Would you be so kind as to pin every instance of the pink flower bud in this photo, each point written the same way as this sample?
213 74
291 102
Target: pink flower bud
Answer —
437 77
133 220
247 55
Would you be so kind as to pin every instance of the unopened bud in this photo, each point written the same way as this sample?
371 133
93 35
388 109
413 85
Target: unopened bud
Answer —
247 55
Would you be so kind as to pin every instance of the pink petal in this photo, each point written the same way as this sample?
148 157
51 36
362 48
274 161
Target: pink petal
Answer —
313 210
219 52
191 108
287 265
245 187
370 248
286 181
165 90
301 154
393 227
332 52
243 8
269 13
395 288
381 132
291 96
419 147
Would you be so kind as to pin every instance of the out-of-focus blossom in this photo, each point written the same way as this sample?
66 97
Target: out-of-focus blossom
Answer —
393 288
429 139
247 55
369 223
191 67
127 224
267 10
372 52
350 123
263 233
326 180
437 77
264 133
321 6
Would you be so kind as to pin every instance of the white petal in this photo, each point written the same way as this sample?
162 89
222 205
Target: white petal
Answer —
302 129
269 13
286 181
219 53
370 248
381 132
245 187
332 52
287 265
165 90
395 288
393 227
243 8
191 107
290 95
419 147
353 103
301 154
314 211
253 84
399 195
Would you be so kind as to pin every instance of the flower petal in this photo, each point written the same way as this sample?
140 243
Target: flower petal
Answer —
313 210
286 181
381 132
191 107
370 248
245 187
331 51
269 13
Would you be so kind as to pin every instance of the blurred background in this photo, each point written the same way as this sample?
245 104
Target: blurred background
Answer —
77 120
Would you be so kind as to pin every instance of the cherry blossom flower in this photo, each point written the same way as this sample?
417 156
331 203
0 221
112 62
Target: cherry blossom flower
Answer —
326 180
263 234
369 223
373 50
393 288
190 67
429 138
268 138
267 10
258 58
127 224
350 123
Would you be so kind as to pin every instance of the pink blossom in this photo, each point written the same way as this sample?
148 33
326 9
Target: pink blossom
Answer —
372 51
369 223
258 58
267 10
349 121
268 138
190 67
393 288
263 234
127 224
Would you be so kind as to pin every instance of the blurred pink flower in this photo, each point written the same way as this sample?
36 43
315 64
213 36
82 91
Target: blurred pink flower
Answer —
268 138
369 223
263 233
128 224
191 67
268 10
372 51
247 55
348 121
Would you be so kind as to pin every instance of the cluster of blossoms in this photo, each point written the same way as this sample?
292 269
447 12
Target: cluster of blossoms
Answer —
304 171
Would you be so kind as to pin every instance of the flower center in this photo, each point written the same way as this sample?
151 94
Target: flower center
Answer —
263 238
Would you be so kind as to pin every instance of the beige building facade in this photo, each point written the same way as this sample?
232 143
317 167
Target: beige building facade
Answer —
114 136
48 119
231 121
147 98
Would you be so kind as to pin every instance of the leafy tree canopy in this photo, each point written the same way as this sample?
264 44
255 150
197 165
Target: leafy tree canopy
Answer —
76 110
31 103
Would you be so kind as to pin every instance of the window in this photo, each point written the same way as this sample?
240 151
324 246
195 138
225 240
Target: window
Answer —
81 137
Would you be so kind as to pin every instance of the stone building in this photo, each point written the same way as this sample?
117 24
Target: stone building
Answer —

★ ★ ★ ★

Which lines of the listing above hold the word "focus"? Copy each of them.

#### [Task answer]
Would you be so kind as to pin every instance of the out-of-focus blossom in this photo, each point written the same way as this sample?
Target: out-of-focus blossom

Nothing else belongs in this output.